[Opening EXTRACTED TEXT section]

Another one for the thinkers - a guest post
According to their website the Kawartha Pine Ridge District School Board (KPRDSB) values equity, among other things. They have an advisory Equity and Diversity Committee mandated to "/address equity, diversity and inclusiveness in human resources services, educational services and business services and to provide leadership and direction in the areas of equity, diversity and inclusiveness/."
KPRDSB is an Equal Opportunity Employer: "/identifying and removing barriers in employment policies and practices to encourage full productivity in all aspects of employment; preventing and prohibiting discrimination and harassment; valuing the importance of diversity, fairness and equitable employment practices."/
/ /In KPRDSB secondary schools, 53 percent of teachers are female (452 females, 401 males). In elementary schools, females make up 82 percent (1006 females, 225 males). Additionally, females overwhelmingly run day care centres. In recent decades, the numbers of single mother families have increased – aka fatherless families.
For children growing up in our society, we have moved into a clearly matriarchal "nurturing" system. This move away from the old boy patriarchal system has been a boon for females.
(1) Women account for more than 80 per cent of the students at Ontario Veterinary College and make up more than half of the province's practising vets.
(2) The Globe & Mail (Dec 7/09) reported that there are now three female undergraduates for every two male students on all Canadian campuses. Women reached parity at the undergraduate level in 1987, at the Masters level in 1997, and now account for about 46 per cent of PhD candidates.
(3) The Globe & Mail (Oct 21/09) reported that overall university participation rates reveal that 58 per cent of undergrads are female. These trends will continue.
It is a wonderful success story for females. The initial drum song was EQUALITY, and insofar as the formative years are concerned, females have surpassed equality and gone into dominance, while still singing the siren song of EQUALITY.
The Globe & Mail reported that, "/programs that bring female role models in science to meet with elementary pupils are legion. There is nothing nearly as systematic for boys."/ Well, of course, it stands to reason, that the overwhelming dominance of women in the nurturing industry implicitly favour their own gender, not boys.

[Closing EXTRACTED TEXT section]

▶ **ACTIONS TO TAKE**
1. In the guest post on gender balance in education, what percentage of KPRDSB elementary school teachers are female?
2. Continue the guest post on gender balance in education from the point where it stops.

[Opening RECORD EXTRACTS section]

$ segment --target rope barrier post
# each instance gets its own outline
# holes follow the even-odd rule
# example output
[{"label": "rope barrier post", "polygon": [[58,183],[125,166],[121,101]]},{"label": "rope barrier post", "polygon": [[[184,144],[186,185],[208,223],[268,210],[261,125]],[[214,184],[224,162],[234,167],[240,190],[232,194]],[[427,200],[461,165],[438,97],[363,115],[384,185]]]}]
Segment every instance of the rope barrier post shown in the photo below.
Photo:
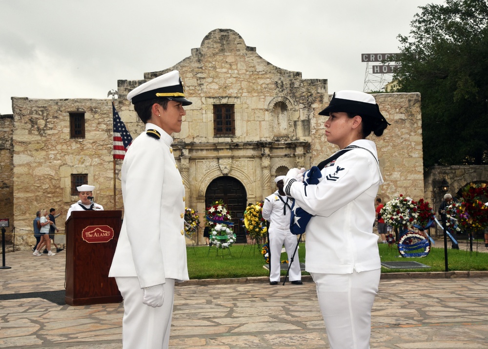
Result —
[{"label": "rope barrier post", "polygon": [[[7,226],[8,226],[7,220]],[[11,267],[6,266],[5,265],[5,228],[3,226],[1,227],[1,252],[2,252],[2,266],[0,269],[10,269]]]},{"label": "rope barrier post", "polygon": [[445,219],[442,220],[442,229],[444,231],[444,263],[445,264],[446,272],[449,271],[449,267],[447,263],[447,228]]}]

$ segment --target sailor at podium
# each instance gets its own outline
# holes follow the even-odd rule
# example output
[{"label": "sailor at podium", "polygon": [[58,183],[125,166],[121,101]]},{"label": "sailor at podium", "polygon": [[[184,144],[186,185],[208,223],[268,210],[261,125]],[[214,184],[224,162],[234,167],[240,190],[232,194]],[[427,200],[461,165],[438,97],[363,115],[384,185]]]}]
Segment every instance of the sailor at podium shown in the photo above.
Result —
[{"label": "sailor at podium", "polygon": [[71,212],[74,211],[103,211],[103,206],[96,202],[93,202],[93,191],[95,187],[93,185],[83,184],[77,187],[78,190],[78,196],[80,200],[73,204],[68,210],[68,214],[66,220],[71,215]]}]

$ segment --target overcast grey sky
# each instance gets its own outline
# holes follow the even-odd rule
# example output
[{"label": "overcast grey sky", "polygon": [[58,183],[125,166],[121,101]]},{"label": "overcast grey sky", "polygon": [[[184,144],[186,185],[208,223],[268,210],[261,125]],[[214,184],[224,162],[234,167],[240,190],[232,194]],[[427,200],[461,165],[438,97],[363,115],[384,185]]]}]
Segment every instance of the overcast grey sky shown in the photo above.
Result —
[{"label": "overcast grey sky", "polygon": [[190,55],[217,28],[329,93],[363,90],[362,53],[398,52],[418,7],[442,0],[0,0],[0,114],[10,97],[107,98]]}]

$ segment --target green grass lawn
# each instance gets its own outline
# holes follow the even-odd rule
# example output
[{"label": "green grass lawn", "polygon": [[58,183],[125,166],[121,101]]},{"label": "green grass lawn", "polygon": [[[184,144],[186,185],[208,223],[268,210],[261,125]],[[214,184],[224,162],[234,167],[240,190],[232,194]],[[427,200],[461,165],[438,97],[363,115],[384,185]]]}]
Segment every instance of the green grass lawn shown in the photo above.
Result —
[{"label": "green grass lawn", "polygon": [[[442,243],[437,241],[437,243]],[[382,267],[382,273],[399,272],[444,271],[444,250],[442,248],[433,248],[425,257],[405,258],[400,256],[396,245],[390,247],[386,244],[380,244],[380,255],[382,262],[412,261],[417,262],[431,267],[428,269],[398,269]],[[305,243],[300,245],[299,255],[301,262],[305,262],[306,251]],[[208,246],[188,246],[186,248],[188,274],[190,279],[224,279],[256,276],[268,276],[267,269],[263,268],[264,260],[261,250],[251,245],[234,244],[230,247],[231,255],[226,250],[219,251]],[[280,260],[287,259],[285,253],[282,254]],[[488,253],[476,251],[470,253],[459,250],[448,250],[449,270],[488,270]],[[285,275],[285,271],[282,271]],[[302,272],[303,275],[308,273]]]}]

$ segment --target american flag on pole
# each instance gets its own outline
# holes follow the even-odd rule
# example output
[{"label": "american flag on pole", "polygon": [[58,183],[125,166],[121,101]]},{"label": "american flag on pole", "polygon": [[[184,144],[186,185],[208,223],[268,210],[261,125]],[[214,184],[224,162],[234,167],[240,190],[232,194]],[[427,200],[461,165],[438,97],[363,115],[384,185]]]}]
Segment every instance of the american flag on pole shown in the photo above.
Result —
[{"label": "american flag on pole", "polygon": [[132,137],[125,128],[119,113],[115,110],[115,104],[113,102],[112,111],[114,115],[114,158],[123,159],[127,149],[132,142]]}]

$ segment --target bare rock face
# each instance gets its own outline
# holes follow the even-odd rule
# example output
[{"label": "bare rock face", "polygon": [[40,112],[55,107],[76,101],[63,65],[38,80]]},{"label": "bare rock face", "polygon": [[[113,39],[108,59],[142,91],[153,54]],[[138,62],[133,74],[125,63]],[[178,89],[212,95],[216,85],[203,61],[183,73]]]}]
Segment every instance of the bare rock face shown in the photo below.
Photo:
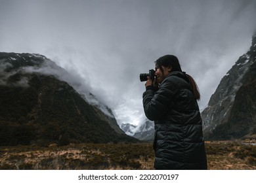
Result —
[{"label": "bare rock face", "polygon": [[110,108],[61,80],[68,73],[45,56],[0,52],[0,146],[138,141]]},{"label": "bare rock face", "polygon": [[205,139],[228,140],[256,133],[256,35],[249,51],[222,78],[202,113]]}]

[Closing RECORD EXTRACTS section]

▶ **ANSWERS TO THE EXERCISE**
1. 82 percent (1,006 females and 225 males).

2.
On a nationwide assessment of teenagers, 26 per cent of girls scored at the top level in reading, compared with just 19 per cent of boys. At the bottom level, 13 per cent are boys, compared with only 9 per cent of girls. Boys score 21 percentage points below girls on the Grade 6 writing exam. (78 per cent of girls reach the provincial standard, compared with 57 per cent of boys).
This is the result of the feminization of the curricula and text books. The desanitization of textbooks in all subjects to diminish the lop-sidedness towards males, has now become a lop-sidedness towards females. The pendulum has swing too far away from equality.
Of the 212,000 drop-outs in Canada in 2004-2005, 135,000 were males. The drop-out rate of young males was 12.2 per cent in 2004/5, compared with 7.2 per cent for young females. The share of male drop-outs has increased in recent years. In 1990/91, a sizable majority of drop-outs were males (58.3 per cent); by 2004/5, it had increased to 63.7 per cent. In Quebec, in 2004/5 seven in ten drop-outs were young men.
This growing gender imbalance has engendered no studies, no research, no interest whatsoever. Don’t expect any remedies too soon. Feminists and feminist-infected females show more concern about the lack of men sharing the burden of dusting, dishes, laundry, etc. than the setting up of educational failure for their sons. What a pity. How pathetic. That’s how the Kawartha Pine Ridge District School Board interprets EQUITY.